Tarefas a resolver:
**1)** Responda com base no texto sobre a arte de bem fazer parecer:
(a) Que palavra o texto apresenta como a palavra de ordem da era moderna?
(b) Contra que vírus foi descoberta uma vacina em tempo recorde?
(c) O que se cria, ato imediato, quando se confronta alguém com a verdade?
**2)** Prossiga o texto sobre a arte de bem fazer parecer a partir da última frase apresentada.
===== Texto para análise =====
A Arte de Bem Fazer Parecer

Nada como uma pandemia para impedir que nos esqueçamos como realmente somos. Não porque queiramos que alguém nos recorde do que somos feitos mas porque aparentar é a palavra de ordem da era moderna. Ora pois, as aparências iludem mesmo e por isso, nos tempos que correm, já ninguém quer assistir a degradantes shows sobre a real condição humana. A procura está mais orientada para a fantasia do ser e a oferta vai correspondendo em conformidade. Fazer parecer é o que está em alta no mercado de valores do ser humano e, definitivamente, mais vale parecer do que ser…

Esta ridícula guerrinha de vacinas em tempos de sofrimento de milhões é tão humana! É tão substrato da mente intrincada de um animal que ao longo de milénios tem mantido uma dificuldade enorme em se humanizar a custo zero. Num mundo cada vez mais apaixonado pelo capitalismo, há sempre um lucro, por diminuto que seja, por trás de qualquer um dos nossos atos. O animal humano não consegue mesmo livrar-se deste natural desejo de enganar, viciar, ultrapassar e dominar. Se por um lado é de louvar o esforço das mentes brilhantes que descobriram em tempo recorde uma vacina contra o CoronaVírus, por outro é de ficar olhando fixamente com cara de parvo para este esgrimir de interesses de tudo e de todos por esse mundo fora em torno do que deveria ser simplesmente um esforço conjunto de guerra para salvar a Humanidade.


Cortesia de Dilbert.com

É fácil sermos enganados nos tempos que correm. Há demasiada gente focada na arte de bem iludir, burlar, tapear, dissimular, embrulhar, embustear, engabelar, enganar, engazopar, engodar, equivocar, lograr, ludibriar,… Claro, a realidade assusta! Ninguém quer viver permanentemente assustado. Seria dramático. Trágico. O animal humano tem desenvolvido então mecanismos de defesa no sentido de facilitar a conquista e manutenção da sua felicidade. A verdade tem sido então despromovida e em seu lugar tem-se promovido a mentira, a não-verdade, a inverdade, whatever… O faz de conta, o deixar de ser para parecer. Confronte-se alguém com a verdade e cria-se, ato imediato, um inimigo. Confronte-se alguém com um espetáculo de luz e som e cria-se, ato imediato, um seguidor. Assim, há por esse mundo fora cada vez mais criadores e promotores de espetáculos de luz e som e, claro, também aqui funciona a lei capitalista da oferta e da procura: começa-se a vender banalidades a preços exorbitantes.
===== Informação =====
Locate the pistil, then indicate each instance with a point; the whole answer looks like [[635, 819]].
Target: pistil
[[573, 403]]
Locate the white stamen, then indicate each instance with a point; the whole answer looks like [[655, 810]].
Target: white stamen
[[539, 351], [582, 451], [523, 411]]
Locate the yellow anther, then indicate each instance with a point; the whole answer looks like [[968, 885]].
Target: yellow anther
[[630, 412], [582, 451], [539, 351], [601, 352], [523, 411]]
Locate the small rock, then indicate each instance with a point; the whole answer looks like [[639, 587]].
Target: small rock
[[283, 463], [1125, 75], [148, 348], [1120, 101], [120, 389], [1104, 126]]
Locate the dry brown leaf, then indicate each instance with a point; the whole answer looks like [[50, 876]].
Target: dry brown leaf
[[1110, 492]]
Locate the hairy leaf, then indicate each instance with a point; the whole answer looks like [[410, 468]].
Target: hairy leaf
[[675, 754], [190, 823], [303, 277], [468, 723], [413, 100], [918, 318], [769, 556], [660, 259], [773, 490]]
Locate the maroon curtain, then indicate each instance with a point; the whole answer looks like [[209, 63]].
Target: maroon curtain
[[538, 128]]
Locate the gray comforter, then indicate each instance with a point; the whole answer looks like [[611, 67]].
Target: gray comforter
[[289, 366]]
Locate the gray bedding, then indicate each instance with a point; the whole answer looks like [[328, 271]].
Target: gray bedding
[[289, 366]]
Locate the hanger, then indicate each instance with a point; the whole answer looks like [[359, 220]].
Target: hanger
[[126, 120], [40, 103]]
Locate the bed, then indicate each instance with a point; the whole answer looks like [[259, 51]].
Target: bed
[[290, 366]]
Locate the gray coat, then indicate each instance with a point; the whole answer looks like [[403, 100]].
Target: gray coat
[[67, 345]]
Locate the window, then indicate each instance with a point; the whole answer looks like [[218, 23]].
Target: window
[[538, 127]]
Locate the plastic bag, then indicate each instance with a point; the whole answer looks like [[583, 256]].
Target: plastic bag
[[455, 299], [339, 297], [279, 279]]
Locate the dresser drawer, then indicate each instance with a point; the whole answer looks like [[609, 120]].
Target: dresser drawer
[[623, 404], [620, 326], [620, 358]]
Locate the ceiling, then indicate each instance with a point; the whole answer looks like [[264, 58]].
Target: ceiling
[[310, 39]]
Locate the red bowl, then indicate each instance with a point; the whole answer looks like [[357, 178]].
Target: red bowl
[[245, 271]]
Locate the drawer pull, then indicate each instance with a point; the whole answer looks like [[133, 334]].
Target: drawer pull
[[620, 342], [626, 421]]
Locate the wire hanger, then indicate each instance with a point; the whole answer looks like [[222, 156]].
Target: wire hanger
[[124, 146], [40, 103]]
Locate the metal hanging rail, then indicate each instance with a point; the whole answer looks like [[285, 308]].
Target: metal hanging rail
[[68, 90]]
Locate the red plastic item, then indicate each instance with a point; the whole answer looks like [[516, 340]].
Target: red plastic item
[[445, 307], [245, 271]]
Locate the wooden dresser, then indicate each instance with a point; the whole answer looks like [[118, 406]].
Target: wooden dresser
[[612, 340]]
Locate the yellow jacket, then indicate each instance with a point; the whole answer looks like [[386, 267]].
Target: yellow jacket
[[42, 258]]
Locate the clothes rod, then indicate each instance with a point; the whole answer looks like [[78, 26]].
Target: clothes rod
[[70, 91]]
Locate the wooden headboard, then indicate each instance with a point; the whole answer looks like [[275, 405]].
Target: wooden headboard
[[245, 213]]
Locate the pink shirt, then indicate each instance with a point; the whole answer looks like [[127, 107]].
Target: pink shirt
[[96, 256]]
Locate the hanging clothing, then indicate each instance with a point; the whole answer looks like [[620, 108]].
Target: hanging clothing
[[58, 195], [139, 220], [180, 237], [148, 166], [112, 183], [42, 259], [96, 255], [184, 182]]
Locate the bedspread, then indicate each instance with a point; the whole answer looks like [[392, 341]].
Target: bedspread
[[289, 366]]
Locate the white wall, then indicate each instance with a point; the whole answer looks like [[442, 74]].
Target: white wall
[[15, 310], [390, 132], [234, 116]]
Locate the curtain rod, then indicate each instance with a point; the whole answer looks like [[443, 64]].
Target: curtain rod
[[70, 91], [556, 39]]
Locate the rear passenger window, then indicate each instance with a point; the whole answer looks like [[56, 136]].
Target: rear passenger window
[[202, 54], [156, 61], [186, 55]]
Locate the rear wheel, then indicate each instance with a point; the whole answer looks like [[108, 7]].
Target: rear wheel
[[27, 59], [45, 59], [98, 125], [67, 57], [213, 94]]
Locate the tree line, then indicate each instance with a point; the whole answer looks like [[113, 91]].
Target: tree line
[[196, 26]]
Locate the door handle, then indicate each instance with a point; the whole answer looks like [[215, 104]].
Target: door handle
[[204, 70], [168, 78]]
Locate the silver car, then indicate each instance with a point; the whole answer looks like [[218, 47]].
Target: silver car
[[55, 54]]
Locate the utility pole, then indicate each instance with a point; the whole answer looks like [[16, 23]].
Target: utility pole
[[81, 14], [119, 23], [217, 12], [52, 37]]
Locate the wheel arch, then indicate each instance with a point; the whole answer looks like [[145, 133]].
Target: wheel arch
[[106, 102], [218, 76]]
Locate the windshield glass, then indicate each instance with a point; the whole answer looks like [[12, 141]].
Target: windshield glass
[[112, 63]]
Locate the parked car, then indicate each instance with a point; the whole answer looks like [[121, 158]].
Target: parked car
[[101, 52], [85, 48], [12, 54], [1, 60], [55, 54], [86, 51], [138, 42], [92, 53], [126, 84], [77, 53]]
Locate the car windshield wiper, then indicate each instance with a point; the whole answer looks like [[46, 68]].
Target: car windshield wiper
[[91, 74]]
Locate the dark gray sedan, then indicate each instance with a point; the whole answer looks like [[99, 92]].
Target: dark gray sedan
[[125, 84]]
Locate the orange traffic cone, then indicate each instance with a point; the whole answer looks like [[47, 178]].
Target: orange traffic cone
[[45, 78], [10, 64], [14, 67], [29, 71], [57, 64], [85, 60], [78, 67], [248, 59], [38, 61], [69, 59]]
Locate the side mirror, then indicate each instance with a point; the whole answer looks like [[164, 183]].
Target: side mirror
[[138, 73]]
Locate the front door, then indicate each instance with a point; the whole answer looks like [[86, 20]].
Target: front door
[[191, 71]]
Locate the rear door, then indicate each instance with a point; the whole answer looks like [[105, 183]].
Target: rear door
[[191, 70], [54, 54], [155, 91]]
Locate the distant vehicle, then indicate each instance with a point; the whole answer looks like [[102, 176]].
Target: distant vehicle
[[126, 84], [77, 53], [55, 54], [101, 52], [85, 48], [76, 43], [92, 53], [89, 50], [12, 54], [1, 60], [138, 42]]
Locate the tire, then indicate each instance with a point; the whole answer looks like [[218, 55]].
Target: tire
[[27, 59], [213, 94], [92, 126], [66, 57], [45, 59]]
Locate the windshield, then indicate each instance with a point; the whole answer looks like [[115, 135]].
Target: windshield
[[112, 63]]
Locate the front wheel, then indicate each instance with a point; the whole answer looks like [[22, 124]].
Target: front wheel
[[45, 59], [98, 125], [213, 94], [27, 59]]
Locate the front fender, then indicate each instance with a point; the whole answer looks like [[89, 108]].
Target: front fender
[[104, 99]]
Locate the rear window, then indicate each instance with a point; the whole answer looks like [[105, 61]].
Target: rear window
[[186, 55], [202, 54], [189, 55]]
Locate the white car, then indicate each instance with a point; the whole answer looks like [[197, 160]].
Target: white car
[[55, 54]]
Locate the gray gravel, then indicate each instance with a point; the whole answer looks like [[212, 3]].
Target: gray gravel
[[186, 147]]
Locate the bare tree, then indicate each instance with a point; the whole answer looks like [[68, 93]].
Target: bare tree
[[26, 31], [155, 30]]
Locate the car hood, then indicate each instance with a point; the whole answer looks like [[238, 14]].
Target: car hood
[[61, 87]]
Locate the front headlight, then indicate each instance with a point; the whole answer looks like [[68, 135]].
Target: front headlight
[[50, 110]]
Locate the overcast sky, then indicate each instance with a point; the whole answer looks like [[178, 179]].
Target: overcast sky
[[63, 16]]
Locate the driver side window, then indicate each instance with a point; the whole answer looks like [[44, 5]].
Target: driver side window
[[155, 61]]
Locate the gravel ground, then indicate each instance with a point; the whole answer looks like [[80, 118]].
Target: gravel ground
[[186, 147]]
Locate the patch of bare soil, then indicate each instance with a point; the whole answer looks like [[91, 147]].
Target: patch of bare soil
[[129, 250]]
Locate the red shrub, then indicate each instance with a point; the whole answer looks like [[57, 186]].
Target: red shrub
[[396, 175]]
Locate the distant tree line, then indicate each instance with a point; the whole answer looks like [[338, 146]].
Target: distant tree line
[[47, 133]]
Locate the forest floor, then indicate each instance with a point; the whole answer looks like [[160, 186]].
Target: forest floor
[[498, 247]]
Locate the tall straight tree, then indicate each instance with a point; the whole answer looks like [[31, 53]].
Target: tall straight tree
=====
Resultados por tarefa:
**1)**
(a) Aparentar.
(b) O CoronaVírus.
(c) Um inimigo.

**2)**
O ato de nos apresentarmos aos outros exatamente como somos é já, para muitos, uma peça tão de museu como os dinossauros, uma banda sonora ou um guarda-roupa de filmes de outra época. Optar pelo parecer em deterimento do ser é tão ou mais importante que manusear ferramentas informáticas com destreza. Converter a banalidade em peça de inestimável valor é um must e saber promovê-la com a mestria de um “influencer”[1] através das redes sociais[2] é tão importante como respirar. O ato de nos apresentarmos aos outros exatamente como somos é já algo démodé, peça de roupa caduca que só mesmo velho insiste em usar. O que está a dar são as ações de formação sobre maquilhagem, camuflagem, dissimilação, imitação, decoração, disfarce, similitude, homocromia, homotipia, mimetismo, make-up, masking. Depois, quando devidamente formados (formatados), a formação em técnicas de predatismo será a cereja no topo do bolo.

Quanto à pandemia, a procissão ainda vai no adro e não faltarão portanto oportunidades para os diplomados na arte de bem fazer parecer continuarem a brilhar. Que se cuidem os que ainda não finalizaram o curso ou os que, por falta de meios próprios ou subsidiados, nem sequer o iniciaram…

  1. Gosto tanto desta expressão como da frase “tu és brutal”. Enfim, modas!